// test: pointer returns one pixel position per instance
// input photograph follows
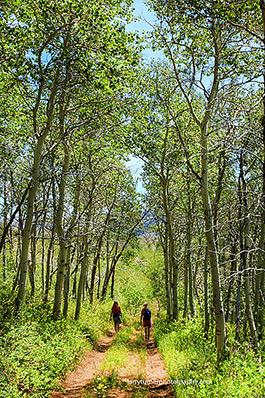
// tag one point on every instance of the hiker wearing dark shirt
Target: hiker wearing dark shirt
(116, 315)
(146, 317)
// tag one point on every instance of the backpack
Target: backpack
(147, 314)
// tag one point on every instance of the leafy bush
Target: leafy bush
(37, 351)
(193, 368)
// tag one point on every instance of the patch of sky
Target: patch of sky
(135, 165)
(143, 23)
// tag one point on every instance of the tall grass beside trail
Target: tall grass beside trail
(36, 351)
(193, 368)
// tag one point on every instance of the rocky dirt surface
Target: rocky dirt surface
(149, 376)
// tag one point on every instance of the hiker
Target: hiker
(147, 324)
(116, 313)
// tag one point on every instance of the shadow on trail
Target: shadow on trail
(87, 379)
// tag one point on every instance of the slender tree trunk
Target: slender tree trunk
(35, 182)
(63, 243)
(67, 283)
(5, 224)
(188, 253)
(213, 258)
(172, 248)
(32, 263)
(245, 258)
(206, 294)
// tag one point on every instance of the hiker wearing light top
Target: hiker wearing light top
(116, 314)
(147, 324)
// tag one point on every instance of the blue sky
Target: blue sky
(141, 12)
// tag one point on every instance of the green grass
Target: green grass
(193, 368)
(36, 351)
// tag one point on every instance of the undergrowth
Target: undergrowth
(36, 351)
(193, 368)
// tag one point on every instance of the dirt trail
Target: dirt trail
(151, 374)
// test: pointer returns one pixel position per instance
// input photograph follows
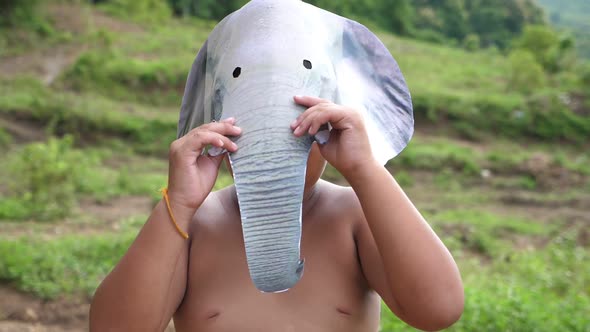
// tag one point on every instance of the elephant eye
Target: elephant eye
(237, 72)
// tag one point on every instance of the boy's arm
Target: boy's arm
(148, 284)
(401, 256)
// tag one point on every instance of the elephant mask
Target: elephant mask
(250, 67)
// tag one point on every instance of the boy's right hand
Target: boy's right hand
(192, 173)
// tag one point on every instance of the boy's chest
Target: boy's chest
(332, 284)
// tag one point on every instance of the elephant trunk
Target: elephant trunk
(269, 173)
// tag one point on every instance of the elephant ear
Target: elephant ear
(370, 80)
(192, 111)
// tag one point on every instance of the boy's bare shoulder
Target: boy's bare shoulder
(340, 198)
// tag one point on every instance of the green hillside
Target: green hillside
(574, 16)
(89, 100)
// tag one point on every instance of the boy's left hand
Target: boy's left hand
(348, 148)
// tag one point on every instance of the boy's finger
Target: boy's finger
(309, 101)
(223, 128)
(310, 111)
(199, 140)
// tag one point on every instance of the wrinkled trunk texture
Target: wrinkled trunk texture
(269, 172)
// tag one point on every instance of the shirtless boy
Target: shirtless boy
(361, 244)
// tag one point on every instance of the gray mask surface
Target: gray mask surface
(250, 67)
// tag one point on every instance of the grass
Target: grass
(545, 290)
(120, 99)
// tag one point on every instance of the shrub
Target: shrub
(526, 75)
(471, 42)
(143, 11)
(47, 177)
(5, 138)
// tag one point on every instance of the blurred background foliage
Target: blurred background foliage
(499, 165)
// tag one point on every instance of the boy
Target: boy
(360, 243)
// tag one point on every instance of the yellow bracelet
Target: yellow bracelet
(167, 200)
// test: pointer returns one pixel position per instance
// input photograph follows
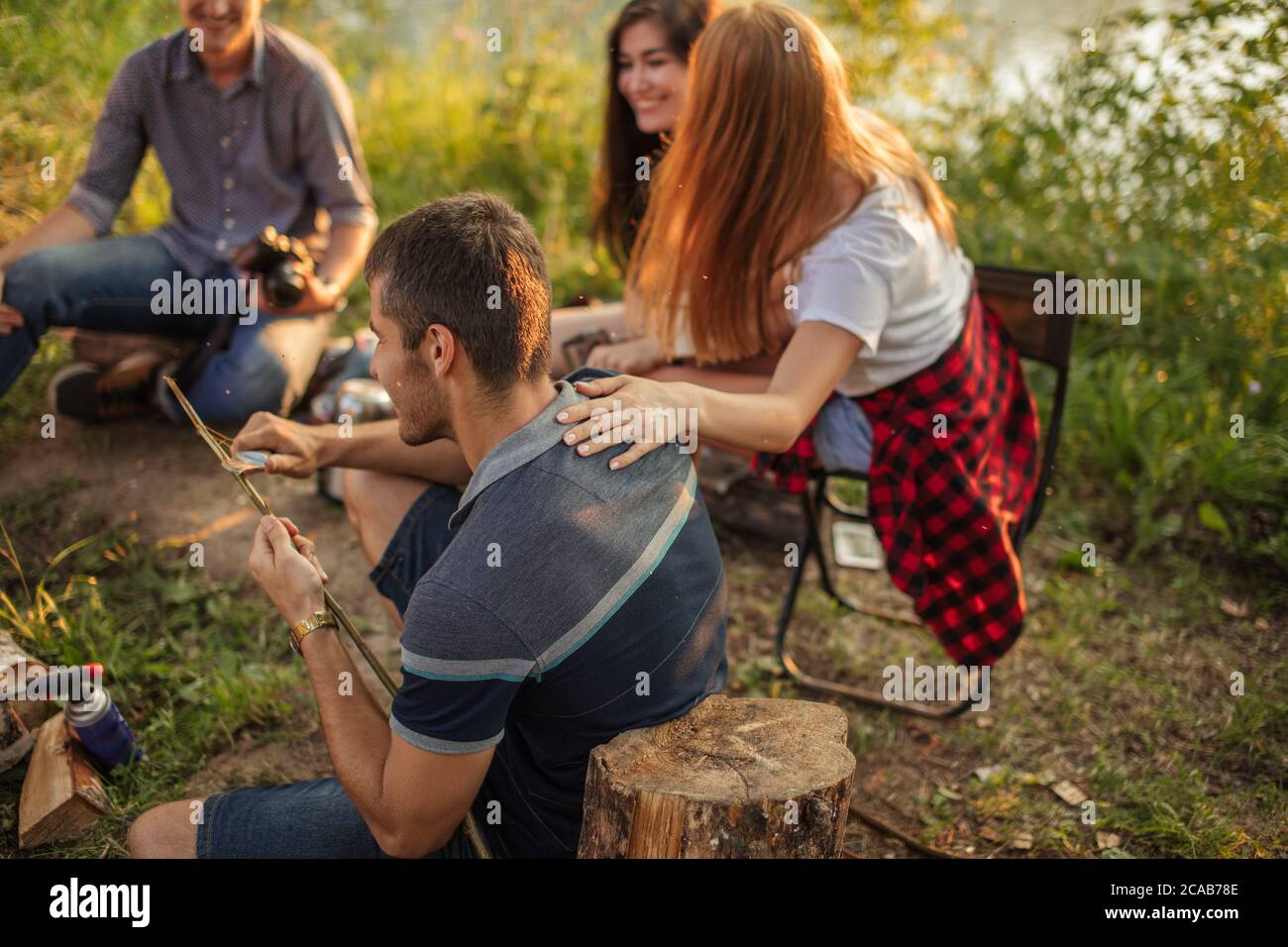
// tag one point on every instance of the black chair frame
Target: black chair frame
(1039, 338)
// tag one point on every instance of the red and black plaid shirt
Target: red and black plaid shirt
(953, 470)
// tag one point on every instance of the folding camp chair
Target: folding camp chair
(1041, 338)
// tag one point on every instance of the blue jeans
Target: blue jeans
(842, 436)
(301, 819)
(317, 819)
(106, 285)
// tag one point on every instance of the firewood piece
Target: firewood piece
(18, 719)
(732, 779)
(62, 795)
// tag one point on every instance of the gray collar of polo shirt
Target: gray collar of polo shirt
(522, 447)
(185, 64)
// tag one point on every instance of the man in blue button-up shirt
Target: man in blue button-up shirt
(253, 128)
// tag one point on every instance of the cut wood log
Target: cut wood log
(18, 719)
(732, 779)
(62, 795)
(16, 741)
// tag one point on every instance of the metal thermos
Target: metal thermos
(360, 399)
(102, 729)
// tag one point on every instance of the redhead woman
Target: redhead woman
(785, 223)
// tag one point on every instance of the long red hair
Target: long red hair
(768, 120)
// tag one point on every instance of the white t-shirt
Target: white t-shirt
(885, 274)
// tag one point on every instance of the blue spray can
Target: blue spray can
(102, 729)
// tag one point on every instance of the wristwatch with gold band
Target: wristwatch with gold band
(308, 626)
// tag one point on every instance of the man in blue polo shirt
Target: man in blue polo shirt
(565, 603)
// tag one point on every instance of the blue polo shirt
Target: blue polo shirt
(572, 603)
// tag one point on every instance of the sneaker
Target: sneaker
(90, 393)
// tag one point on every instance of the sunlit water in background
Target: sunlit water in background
(1028, 37)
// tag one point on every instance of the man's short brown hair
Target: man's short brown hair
(471, 263)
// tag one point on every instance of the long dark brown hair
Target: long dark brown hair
(618, 197)
(720, 222)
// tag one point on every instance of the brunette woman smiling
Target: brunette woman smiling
(782, 213)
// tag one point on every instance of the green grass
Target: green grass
(191, 663)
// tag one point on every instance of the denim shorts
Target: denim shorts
(300, 819)
(317, 819)
(842, 436)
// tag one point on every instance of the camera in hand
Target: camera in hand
(282, 264)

** EXERCISE DETAILS **
Copy out the lines starting at the one containing "the brunette woman smiling" and ending at the last line of the entries, with both ends included and no changes.

** EXERCISE ANSWER **
// tag one point on every instance of the brunette woman smiling
Target: brunette woman smiling
(782, 213)
// tag one point on every instance of the green grass
Target: green grass
(191, 663)
// tag one point on every instance of the denim shorts
Target: denim shorts
(300, 819)
(317, 819)
(842, 436)
// tag one point on every instance of the camera in hand
Target: camera in hand
(282, 264)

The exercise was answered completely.